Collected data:
━━━━━━━━━━━━━━━━━━━━

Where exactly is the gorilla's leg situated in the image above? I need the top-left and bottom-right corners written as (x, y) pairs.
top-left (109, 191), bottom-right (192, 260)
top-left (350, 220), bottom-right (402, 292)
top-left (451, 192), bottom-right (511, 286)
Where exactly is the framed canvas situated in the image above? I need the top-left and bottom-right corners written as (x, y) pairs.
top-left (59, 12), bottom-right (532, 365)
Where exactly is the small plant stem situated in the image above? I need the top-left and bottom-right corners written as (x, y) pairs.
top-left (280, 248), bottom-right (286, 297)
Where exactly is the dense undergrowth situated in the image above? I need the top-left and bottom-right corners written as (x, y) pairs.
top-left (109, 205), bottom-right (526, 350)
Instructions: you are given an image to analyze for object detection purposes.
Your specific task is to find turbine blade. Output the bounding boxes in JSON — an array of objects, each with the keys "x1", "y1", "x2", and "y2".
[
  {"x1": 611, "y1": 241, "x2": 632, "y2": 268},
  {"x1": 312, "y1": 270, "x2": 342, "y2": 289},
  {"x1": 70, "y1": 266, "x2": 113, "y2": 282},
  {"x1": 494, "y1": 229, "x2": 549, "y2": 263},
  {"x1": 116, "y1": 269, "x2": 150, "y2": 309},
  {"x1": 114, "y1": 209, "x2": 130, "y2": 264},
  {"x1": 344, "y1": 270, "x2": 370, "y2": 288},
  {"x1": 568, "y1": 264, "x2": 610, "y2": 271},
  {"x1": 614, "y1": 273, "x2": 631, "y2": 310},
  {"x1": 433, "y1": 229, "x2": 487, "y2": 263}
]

━━━━━━━━━━━━━━━━━━━━

Your output must be the exact lines from the one containing "Where exactly is the small" through the end of the data above, both included, and nothing more.

Response to this task:
Where exactly is the small plant stem situated in the image above? I need the top-left and bottom-right corners written as (x, y) pairs.
top-left (280, 248), bottom-right (286, 297)
Where exactly is the dense undergrowth situated in the image above? I need the top-left and bottom-right corners written as (x, y) pairs.
top-left (109, 205), bottom-right (526, 350)
Instructions: you are given an image to analyze for object detection purposes.
Your specific task is to find turbine blade. Output the bounding boxes in JSON — an array of objects, each with the keys "x1", "y1", "x2", and "y2".
[
  {"x1": 611, "y1": 241, "x2": 632, "y2": 268},
  {"x1": 312, "y1": 270, "x2": 342, "y2": 289},
  {"x1": 70, "y1": 266, "x2": 113, "y2": 282},
  {"x1": 494, "y1": 229, "x2": 549, "y2": 263},
  {"x1": 116, "y1": 269, "x2": 150, "y2": 309},
  {"x1": 114, "y1": 209, "x2": 130, "y2": 264},
  {"x1": 344, "y1": 270, "x2": 370, "y2": 288},
  {"x1": 568, "y1": 264, "x2": 610, "y2": 271},
  {"x1": 614, "y1": 273, "x2": 631, "y2": 310},
  {"x1": 433, "y1": 229, "x2": 487, "y2": 263}
]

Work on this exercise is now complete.